The prior four generations indicate that lead time has far less import than you're asserting. I submit that other factors are far, far more important to the final outcome, even for third-party support, than being on the market a year or two before the competition.

 

*Again, in light of the release schedule I consider the Wii largely to have been abandoned starting in 2011. Notable releases became...scarce...starting in that year. Even assuming, arguendo, that the 360 has only one additional year, the 360 will not only still lose, but no rational arguement can be made that the additional lead time would be responsible for its gradual gaining on the Wii. Especially since its status as a second-place console, while likely, is even now not set in stone.



noname2200 said:

..

Relating all this back to the Wii U, I'm not convinced that its strength, if any, comes from its early release. Rather, it should logically be the cost of development: if Epic is right, and the PS4/720 "only" double development costs, the entry price will till be too high for a lot of third-parties, and even those that can afford to buy-in will only do so with the safest of titles. While I still believe that a smart and aggressive Nintendo could have carried the prior generation on its own, I've come around to the idea that they don't want to do so, and that no other developer seems capable of carrying a system single-handedly. So third-parties' behavior is going to play a large role in determining whether the Wii U floats or sinks.

DATASET:
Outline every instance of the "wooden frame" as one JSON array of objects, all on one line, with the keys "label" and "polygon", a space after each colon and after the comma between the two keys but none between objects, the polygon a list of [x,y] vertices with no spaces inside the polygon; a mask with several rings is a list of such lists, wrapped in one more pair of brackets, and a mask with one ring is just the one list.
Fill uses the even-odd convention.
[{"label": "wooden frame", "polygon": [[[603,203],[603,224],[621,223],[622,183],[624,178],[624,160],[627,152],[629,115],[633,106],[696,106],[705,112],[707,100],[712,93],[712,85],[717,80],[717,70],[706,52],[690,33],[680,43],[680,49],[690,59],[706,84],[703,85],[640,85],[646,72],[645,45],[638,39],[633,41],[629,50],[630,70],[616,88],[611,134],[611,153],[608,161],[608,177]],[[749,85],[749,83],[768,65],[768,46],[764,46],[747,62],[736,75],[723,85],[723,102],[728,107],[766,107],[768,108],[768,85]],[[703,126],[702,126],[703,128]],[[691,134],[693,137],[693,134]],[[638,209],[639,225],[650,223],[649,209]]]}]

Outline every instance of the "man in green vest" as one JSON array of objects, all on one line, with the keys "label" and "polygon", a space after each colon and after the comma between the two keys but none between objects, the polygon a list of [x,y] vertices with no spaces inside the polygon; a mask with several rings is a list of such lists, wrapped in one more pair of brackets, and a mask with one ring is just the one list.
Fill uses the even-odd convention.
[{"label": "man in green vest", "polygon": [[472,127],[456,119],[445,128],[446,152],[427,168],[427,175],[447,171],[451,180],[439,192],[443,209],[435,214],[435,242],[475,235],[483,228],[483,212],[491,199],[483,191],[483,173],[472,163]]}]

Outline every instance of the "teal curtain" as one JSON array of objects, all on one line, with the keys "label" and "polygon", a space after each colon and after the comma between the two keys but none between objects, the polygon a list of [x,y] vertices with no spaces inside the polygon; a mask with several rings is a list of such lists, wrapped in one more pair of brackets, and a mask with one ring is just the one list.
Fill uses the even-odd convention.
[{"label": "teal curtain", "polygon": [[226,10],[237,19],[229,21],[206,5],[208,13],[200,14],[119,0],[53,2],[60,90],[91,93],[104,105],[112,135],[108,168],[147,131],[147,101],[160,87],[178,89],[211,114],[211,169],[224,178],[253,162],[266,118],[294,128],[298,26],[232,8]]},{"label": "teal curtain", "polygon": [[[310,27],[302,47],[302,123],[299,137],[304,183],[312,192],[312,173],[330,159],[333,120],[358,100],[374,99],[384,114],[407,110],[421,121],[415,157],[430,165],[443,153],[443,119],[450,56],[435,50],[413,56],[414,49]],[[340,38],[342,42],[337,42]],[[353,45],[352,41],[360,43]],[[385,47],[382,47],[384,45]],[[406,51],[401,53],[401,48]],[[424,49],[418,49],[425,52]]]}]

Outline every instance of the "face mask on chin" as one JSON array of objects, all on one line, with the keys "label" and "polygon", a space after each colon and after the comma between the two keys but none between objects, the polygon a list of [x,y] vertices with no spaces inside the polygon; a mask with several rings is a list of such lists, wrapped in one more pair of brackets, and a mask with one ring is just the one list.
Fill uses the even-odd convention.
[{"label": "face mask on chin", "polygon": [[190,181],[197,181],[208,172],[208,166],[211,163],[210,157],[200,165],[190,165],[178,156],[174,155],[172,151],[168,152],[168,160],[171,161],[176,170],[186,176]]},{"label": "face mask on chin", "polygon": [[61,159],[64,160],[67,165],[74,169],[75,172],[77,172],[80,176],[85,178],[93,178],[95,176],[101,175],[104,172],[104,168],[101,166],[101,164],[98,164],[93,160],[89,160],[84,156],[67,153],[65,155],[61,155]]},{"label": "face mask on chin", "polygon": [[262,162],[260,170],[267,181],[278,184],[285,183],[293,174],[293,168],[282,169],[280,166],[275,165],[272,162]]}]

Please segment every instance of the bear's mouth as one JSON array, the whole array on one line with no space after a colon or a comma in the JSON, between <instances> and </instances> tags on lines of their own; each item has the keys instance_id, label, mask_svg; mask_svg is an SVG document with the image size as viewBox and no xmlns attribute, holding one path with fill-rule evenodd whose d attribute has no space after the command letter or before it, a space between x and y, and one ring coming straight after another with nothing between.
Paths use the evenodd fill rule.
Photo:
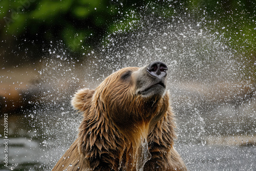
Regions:
<instances>
[{"instance_id":1,"label":"bear's mouth","mask_svg":"<svg viewBox=\"0 0 256 171\"><path fill-rule=\"evenodd\" d=\"M156 91L158 91L159 88L161 90L165 89L165 85L164 84L164 83L160 81L155 84L150 86L144 90L140 91L139 92L139 93L142 95L145 95L151 92L151 91L152 90L155 90Z\"/></svg>"}]
</instances>

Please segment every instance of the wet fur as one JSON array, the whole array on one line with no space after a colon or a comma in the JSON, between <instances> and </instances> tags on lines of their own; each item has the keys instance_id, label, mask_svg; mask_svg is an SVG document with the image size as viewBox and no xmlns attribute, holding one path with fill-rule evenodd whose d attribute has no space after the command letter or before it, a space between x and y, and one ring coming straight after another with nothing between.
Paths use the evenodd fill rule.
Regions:
<instances>
[{"instance_id":1,"label":"wet fur","mask_svg":"<svg viewBox=\"0 0 256 171\"><path fill-rule=\"evenodd\" d=\"M168 93L148 98L136 94L139 69L123 69L95 90L76 93L72 103L83 119L77 139L53 170L136 170L144 164L141 159L150 157L144 171L186 170L173 147L175 126ZM131 78L122 80L127 70L133 72ZM148 143L147 156L141 155L143 142Z\"/></svg>"}]
</instances>

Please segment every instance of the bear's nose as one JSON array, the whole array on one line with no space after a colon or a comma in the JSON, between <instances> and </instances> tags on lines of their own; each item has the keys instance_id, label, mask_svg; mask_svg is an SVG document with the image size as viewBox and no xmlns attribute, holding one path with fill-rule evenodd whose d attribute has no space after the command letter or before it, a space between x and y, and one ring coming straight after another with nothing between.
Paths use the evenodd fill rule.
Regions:
<instances>
[{"instance_id":1,"label":"bear's nose","mask_svg":"<svg viewBox=\"0 0 256 171\"><path fill-rule=\"evenodd\" d=\"M168 68L165 63L160 61L155 61L150 63L146 70L151 75L161 79L166 76Z\"/></svg>"}]
</instances>

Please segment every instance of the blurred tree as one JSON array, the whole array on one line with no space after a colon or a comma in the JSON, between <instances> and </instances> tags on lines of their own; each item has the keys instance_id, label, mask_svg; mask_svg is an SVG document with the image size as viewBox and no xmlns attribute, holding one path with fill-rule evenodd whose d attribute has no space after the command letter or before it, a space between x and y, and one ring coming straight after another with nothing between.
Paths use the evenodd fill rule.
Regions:
<instances>
[{"instance_id":1,"label":"blurred tree","mask_svg":"<svg viewBox=\"0 0 256 171\"><path fill-rule=\"evenodd\" d=\"M136 27L140 7L150 3L170 15L190 14L206 28L224 33L248 61L256 61L255 0L0 0L0 35L39 44L63 41L79 52L97 46L107 33Z\"/></svg>"}]
</instances>

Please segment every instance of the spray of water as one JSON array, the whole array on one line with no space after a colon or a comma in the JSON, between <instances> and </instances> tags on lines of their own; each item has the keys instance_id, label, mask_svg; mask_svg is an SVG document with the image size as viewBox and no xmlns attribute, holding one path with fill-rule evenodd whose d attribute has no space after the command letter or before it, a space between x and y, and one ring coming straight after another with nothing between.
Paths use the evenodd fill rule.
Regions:
<instances>
[{"instance_id":1,"label":"spray of water","mask_svg":"<svg viewBox=\"0 0 256 171\"><path fill-rule=\"evenodd\" d=\"M44 130L44 146L51 148L51 152L42 153L51 161L44 163L49 168L76 138L81 117L70 104L76 90L95 88L108 75L126 67L140 67L154 60L167 65L167 89L178 118L178 143L204 145L204 136L223 134L220 133L224 126L220 124L234 123L232 119L219 122L226 108L221 104L232 103L238 99L235 94L244 95L237 90L241 87L253 89L246 81L244 63L235 59L240 55L228 47L223 35L212 32L212 28L204 28L201 22L188 19L187 16L174 14L165 18L151 8L144 7L141 13L130 11L127 15L134 18L133 22L106 36L83 59L69 57L72 55L67 54L61 44L52 43L47 57L41 60L38 86L42 104L36 112L38 124ZM162 13L167 13L163 10ZM222 108L224 109L220 110ZM247 116L244 119L255 127L255 110ZM237 127L241 121L238 118L236 122L229 130L225 129L228 134L243 133L244 126ZM250 127L247 131L255 134ZM147 146L146 144L144 147Z\"/></svg>"}]
</instances>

PROBLEMS:
**a.** In the console post, starting in which year does the writer consider the Wii largely abandoned?
**b.** Write out the stretch of the console post from "Relating all this" through "floats or sinks.", replacing "entry price" with "starting cost".

IN RESPONSE:
**a.** 2011

**b.**
Relating all this back to the Wii U, I'm not convinced that its strength, if any, comes from its early release. Rather, it should logically be the cost of development: if Epic is right, and the PS4/720 "only" double development costs, the starting cost will till be too high for a lot of third-parties, and even those that can afford to buy-in will only do so with the safest of titles. While I still believe that a smart and aggressive Nintendo could have carried the prior generation on its own, I've come around to the idea that they don't want to do so, and that no other developer seems capable of carrying a system single-handedly. So third-parties' behavior is going to play a large role in determining whether the Wii U floats or sinks.